> [Your goal] Pick up the passage on polynomial division with remainder below where it stops and continue it.

> [Selected excerpt]
┄┄┄┄┄┄┄┄┄┄

Initialize a mutable remainder polynomial $R_0 \in k[x]$ by $R_0=f$ and initialize a quotient polynomial $Q_0 \in k[x]$ by $Q_0=0$. At the start of each loop iteration, store $R_t$ as a dense list of length at most $a+1$ and determine whether $R_t=0$ and, if not, determine $\deg R_t$ by scanning this list downward with the zero-test algorithm from the canonicalization procedure. For $t=0,1,\dots$, while $R_t \ne 0$ and $\deg R_t \ge b$, let $d_t=\deg R_t$, let $\rho_t \in k$ be the coefficient of $x^{d_t}$ in $R_t$, and define
\begin{align*}
c_t=\rho_t/v_b.
\end{align*}
Set
\begin{align*}
Q_{t+1}=Q_t+c_t x^{d_t-b},
\end{align*}
and
\begin{align*}
R_{t+1}=R_t-c_t x^{d_t-b}g.
\end{align*}
The coefficient of $x^{d_t}$ in $R_{t+1}$ is $\rho_t-c_t v_b=0$, so either $R_{t+1}=0$ or $\deg R_{t+1}<d_t$. Thus the degree of the mutable remainder strictly decreases at every iteration. Since initially $\deg R_0 \le a$, the loop has at most $a+1 \le N$ iterations.
At termination, define $q=Q_T$ and $r=R_T$, where $T$ is the number of loop iterations. By summing the update identity
\begin{align*}
R_{t+1}=R_t-(Q_{t+1}-Q_t)g
\end{align*}
over all iterations, we obtain
\begin{align*}
f=R_0=Q_Tg+R_T=qg+r.
\end{align*}
The stopping condition gives $r=0$ or $\deg r<b=\deg g$.
The algorithm stores $R_t$ densely with length at most $a+1$ and stores $Q_t$ densely with length at most $\max\{1,a-b+1\}$. In one loop iteration it computes one field division, scans at most $a+1 \le N$ coefficients to determine the current degree, and then updates at most $b+1 \le N$ coefficients of the remainder, so the total number of field operations and zero tests over all iterations is bounded by a polynomial in $N$. Every coefficient appearing in any $Q_t$ or $R_t$ is obtained from the input coefficients by a straight-line computation of polynomial length using the allowed field operations and divisions by the already verified nonzero element $v_b$. Hence all intermediate encodings actually produced by the operation algorithms have polynomial length by the size-bound hypothesis, and the field operations and zero tests performed by the loop take polynomial time in $N$.

┄┄┄┄┄┄┄┄┄┄

> [Data section]
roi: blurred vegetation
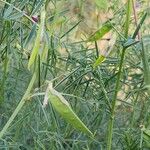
[0,0,150,150]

┄┄┄┄┄┄┄┄┄┄

> [Answer for this exercise]
Canonicalizing the final dense coefficient lists of $q$ and $r$ uses polynomially many zero tests on polynomially bounded encodings. Therefore the [division algorithm](/theorems/725) runs in polynomial time and returns canonical dense encodings of polynomials $q,r$ satisfying the required division identity and degree condition.
[/step]
[step:Prove uniqueness of the quotient and remainder]
Suppose that $q_1,r_1,q_2,r_2 \in k[x]$ satisfy
\begin{align*}
f=q_1g+r_1=q_2g+r_2,
\end{align*}
with $r_1=0$ or $\deg r_1<\deg g$, and $r_2=0$ or $\deg r_2<\deg g$. Subtracting the two identities gives
\begin{align*}
(q_1-q_2)g=r_2-r_1.
\end{align*}
If $q_1-q_2 \ne 0$, then, because $k$ is a field and $g \ne 0$, the degree of the left-hand side is
\begin{align*}
\deg((q_1-q_2)g)=\deg(q_1-q_2)+\deg g \ge \deg g.
\end{align*}
The right-hand side has degree strictly less than $\deg g$ unless it is zero, because it is the difference of two polynomials each either zero or of degree less than $\deg g$. This is impossible. Hence $q_1-q_2=0$, so $q_1=q_2$, and then the displayed identity gives $r_1=r_2$.
Combining existence from the long-division algorithm, uniqueness from this argument, and the polynomial runtime bounds for addition, multiplication, division, and canonicalization proves the theorem.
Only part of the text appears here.